• What to do
**1)** Can you reproduce, word for word, the stretch from "# Configuration-based client" through "local configuration, etc.)" in the HDFS client failover comment?
**2)** How would the HDFS client failover comment go on after its last sentence? Write the next part of that comment.

• Page extract
[jira] [Commented] (HDFS-1973) HA: HDFS clients must handle namenode failover and switch over to the new active namenode.

Aaron T. Myers (JIRA) Thu, 04 Aug 2011 13:55:51 -0700

    [ 
https://issues.apache.org/jira/browse/HDFS-1973?page=com.atlassian.jira.plugin.system.issuetabpanels:comment-tabpanel&focusedCommentId=13079584#comment-13079584
 ]


Aaron T. Myers commented on HDFS-1973:
--------------------------------------

h3. Client Failover overview

On failover between active and standby NNs, it's necessary for clients to be 
redirected to the new active NN. The goal of HDFS-1623 is to provide a 
framework for HDFS HA which can in fact support multiple underlying mechanisms. 
As such, the client failover approach should support multiple options.

h3. Cases to support

# Proxy-based client failover. Clients always communicate with an in-band proxy 
service which forwards all RPCs on to the correct NN. On failure, a process 
causes this proxy to begin sending requests to the now-active NN.
# Virtual IP-based client failover. Clients always connect to a hostname which 
resolves to a particular IP address. On failure of the active NN, a process is 
initiated to switch which NIC will receive packets intended for said IP address 
to the now-active NN. (From a client's perspective, this case is equivalent to 
case #1.)
# Zookeeper-based client failover. The URI to contact the active NN is stored 
in Zookeeper or some other highly-available service. Clients look up which NN 
to talk to by communicating with ZK to discern the currently active NN. On 
failure, some process causes the address stored in ZK to be changed to point to 
the now-active NN.
# Configuration-based client failover. Clients are configured with a set of NN 
addresses to try until an operation succeeds. This configuration might exist in 
client-side configuration files, or perhaps in DNS via a SRV record that lists 
the NNs with different priorities.

h3. Assumptions

This proposal assumes that NN fencing works, and that after a failover any 
standby NN is either unreachable or will throw a {{StandbyException}} on any 
RPC from a client. That is, a client will not possibly receive incorrect 
results if it chooses to contact the wrong NN. This proposal also presumes that 
there is no direct coordination required between any central failover 
coordinator and clients, i.e. there's an intermediate name resolution system of 
some sort (ZK, DNS, local configuration, etc.)

h3. Proposal

The commit of HADOOP-7380 already introduced a facility whereby an IPC 
{{RetryInvocationHandler}} can utilize a {{FailoverProxyProvider}} 
implementation to perform the appropriate client-side action in the event of 
failover. At the moment, the only implementation of a {{FailoverProxyProvider}} 
is the {{DefaultFailoverProxyProvider}}, which does nothing in the case of 
failover. HADOOP-7380 also added an {{@Idempotent}} annotation which can be 
used to identify which methods can be safely retried during a failover event.

• Stored rows

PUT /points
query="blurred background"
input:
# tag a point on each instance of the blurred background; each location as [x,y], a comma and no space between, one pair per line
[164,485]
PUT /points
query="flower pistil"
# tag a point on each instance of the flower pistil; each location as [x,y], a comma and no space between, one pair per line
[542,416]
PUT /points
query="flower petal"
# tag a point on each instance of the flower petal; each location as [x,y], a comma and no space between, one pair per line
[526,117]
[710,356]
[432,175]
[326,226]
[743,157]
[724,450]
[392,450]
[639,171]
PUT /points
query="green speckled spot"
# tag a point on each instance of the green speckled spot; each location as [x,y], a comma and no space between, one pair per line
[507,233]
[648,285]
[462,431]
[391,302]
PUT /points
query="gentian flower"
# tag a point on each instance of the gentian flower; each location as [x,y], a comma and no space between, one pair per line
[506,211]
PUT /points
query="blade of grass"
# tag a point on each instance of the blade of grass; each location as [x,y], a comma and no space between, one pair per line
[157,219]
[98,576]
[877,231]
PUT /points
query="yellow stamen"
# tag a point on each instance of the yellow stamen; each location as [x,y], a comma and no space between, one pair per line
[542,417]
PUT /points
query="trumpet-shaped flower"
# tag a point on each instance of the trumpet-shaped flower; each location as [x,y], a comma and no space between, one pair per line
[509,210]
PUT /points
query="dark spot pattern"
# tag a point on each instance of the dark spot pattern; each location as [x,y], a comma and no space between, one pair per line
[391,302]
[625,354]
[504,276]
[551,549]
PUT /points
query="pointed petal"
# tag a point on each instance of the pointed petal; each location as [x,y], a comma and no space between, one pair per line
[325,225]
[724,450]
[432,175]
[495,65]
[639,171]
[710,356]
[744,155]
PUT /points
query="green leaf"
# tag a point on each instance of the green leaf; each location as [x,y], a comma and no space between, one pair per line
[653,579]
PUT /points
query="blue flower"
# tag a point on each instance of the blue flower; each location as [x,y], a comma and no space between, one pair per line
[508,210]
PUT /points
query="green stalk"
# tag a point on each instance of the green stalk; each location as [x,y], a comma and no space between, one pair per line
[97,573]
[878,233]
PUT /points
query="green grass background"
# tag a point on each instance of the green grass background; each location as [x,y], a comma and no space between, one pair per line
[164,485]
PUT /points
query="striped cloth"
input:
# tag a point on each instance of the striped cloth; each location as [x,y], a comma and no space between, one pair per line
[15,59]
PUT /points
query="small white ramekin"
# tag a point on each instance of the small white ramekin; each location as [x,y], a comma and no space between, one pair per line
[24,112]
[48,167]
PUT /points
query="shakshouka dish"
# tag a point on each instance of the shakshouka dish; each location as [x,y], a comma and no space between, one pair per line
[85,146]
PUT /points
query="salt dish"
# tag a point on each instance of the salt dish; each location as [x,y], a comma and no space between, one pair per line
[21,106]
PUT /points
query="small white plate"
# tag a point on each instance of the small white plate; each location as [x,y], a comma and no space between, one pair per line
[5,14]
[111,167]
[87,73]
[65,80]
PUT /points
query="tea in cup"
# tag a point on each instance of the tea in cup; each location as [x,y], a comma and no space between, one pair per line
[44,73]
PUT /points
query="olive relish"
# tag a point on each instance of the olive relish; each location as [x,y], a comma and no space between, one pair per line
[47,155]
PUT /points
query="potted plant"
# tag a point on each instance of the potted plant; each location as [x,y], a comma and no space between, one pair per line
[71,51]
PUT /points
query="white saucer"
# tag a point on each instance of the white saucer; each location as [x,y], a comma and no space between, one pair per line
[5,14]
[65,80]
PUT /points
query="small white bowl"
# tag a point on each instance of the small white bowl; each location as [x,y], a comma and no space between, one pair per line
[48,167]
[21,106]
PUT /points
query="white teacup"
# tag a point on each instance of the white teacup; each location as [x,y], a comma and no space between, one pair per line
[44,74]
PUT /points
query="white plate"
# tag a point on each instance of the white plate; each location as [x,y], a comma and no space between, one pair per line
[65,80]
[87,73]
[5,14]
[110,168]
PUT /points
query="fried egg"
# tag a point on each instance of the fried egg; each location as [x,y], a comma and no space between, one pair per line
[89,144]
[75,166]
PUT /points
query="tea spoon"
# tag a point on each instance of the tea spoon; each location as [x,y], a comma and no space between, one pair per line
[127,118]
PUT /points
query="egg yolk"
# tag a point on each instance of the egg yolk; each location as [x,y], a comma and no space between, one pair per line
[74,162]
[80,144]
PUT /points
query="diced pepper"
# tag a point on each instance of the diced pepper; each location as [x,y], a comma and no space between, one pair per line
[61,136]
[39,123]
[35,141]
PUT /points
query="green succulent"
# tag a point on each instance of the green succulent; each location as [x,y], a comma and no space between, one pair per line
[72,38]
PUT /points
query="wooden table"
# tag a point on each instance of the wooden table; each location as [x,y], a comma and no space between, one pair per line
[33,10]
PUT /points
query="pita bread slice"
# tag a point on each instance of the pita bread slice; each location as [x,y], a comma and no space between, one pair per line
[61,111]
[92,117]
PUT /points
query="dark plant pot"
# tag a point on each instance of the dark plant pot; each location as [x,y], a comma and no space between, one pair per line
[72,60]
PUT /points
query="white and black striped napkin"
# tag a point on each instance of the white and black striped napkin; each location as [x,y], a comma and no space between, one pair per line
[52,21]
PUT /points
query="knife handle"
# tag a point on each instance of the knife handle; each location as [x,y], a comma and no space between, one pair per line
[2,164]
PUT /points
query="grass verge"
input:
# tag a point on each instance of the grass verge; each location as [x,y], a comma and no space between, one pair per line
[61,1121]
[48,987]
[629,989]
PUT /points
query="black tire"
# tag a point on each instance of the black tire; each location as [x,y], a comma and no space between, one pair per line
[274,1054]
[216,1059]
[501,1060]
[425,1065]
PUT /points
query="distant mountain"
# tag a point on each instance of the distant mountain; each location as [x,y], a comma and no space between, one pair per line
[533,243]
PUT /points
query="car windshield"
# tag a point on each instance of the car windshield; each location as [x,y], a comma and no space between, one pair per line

• Answers to the exercise
**1)**
# Configuration-based client failover. Clients are configured with a set of NN 
addresses to try until an operation succeeds. This configuration might exist in 
client-side configuration files, or perhaps in DNS via a SRV record that lists 
the NNs with different priorities.

h3. Assumptions

This proposal assumes that NN fencing works, and that after a failover any 
standby NN is either unreachable or will throw a {{StandbyException}} on any 
RPC from a client. That is, a client will not possibly receive incorrect 
results if it chooses to contact the wrong NN. This proposal also presumes that 
there is no direct coordination required between any central failover 
coordinator and clients, i.e. there's an intermediate name resolution system of 
some sort (ZK, DNS, local configuration, etc.)

**2)**
What remains, then, is:

# To implement {{FailoverProxyProviders}} which can support the cases outlined 
above (and perhaps others).
# To provide a mechanism to select which {{FailoverProxyProvider}} 
implementation to use for a given HDFS URI.
# To annotate the appropriate HDFS {{ClientProtocol}} interface methods with 
the {{@Idempotent}} tag.

h4. {{FailoverProxyProvider}} implementations

Cases 1 and 2 above can be achieved by implementing a single 
{{FailoverProxyProvider}} which simply retries to reconnect to the previous 
hostname/IP address on failover. Cases 3 and 4 can be implemented as distinct 
custom {{FailoverProxyProviders}}.

h4. A mechanism to select the appropriate {{FailoverProxyProvider}} 
implementation

I propose we add a mechanism to configure a mapping from URI authority -> 
{{FailoverProxyProvider}} implementation. Absolute URIs which previously 
specified the NN host name will instead contain a logical cluster name (which 
might be chosen to be identical to one of the NN's host names) which will be 
used by the chosen {{FailoverProxyProvider}} to determine the appropriate host 
to connect to. Introducing the concept of a cluster name will be a useful 
abstraction in general if, for example, in the future someone develops a 
fully-distributed NN, the cluster name still applies.

On instantiation of a {{DFSClient}} (or other user of an HDFS URI, e.g. HFTP), 
the mapping would be checked to see if there's an entry for the given URI 
authority. If there is not, then a normal RPC client with connected socket to 
the given authority will be created as is done today with a 
{{DefaultProxyProvider}}. If there is an entry, then the authority will be 
treated as a logical cluster name, a {{FailoverProxyProvider}} of the correct 
type will be instantiated (via a factory class), and an RPC client will be 
created which utilizes this {{FailoverProxyProvider}}. The various 
{{FailoverProxyProvider}} implementations are responsible for their own 
configuration.

As a straw man example, consider the following configuration:

{code}
<configuration>
  <property>
    <name>fs.defaultFS</name>
    <value>cluster1.foo.com</name>
  </property>

  <property>
    <name>dfs.ha.client.failover-method.cluster1.foo.com</name>
    <value>org.apache.hadoop.ha.ZookeeperFailoverProxyProvider</value>
  </property>
</configuration>
{code}

This would cause URIs which begin with {{hdfs://cluster1.foo.com}} to use the 
{{ZookeeperFailoverProxyProvider}}. Slash-relative URIs would also default to 
using this. An absolute URI which, for example, referenced an NN in another 
cluster (e.g. {{nn.cluster2.foo.com}}) which was not HA-enabled would default 
to using the {{DefaultFailoverProxyProvider}}.

h3. Questions

# I believe this scheme will work transparently with viewfs. Instead of 
configuring the mount table to communicate with a particular NN for a given 
portion of the name space, one would configure viewfs to use the logical 
cluster name, which when paired with the configuration from URI authority -> 
{{FailoverProxyProvider}} will cause the appropriate {{FailoverProxyProvider}} 
to be selected and the appropriate NN to be located. I'm no viewfs expert and 
so would love to hear any thoughts on this.
# Are there any desirable client failover mechanisms I'm forgetting about?
# I'm sure there are places (which I haven't fully identified yet) where host 
names are cached client side. Those may need to get changed as well.
# Federation already introduced a concept of a "cluster ID", but in Federation 
this is not intended to be user-facing. Should we combine this notion with the 
"logical cluster name" I described above?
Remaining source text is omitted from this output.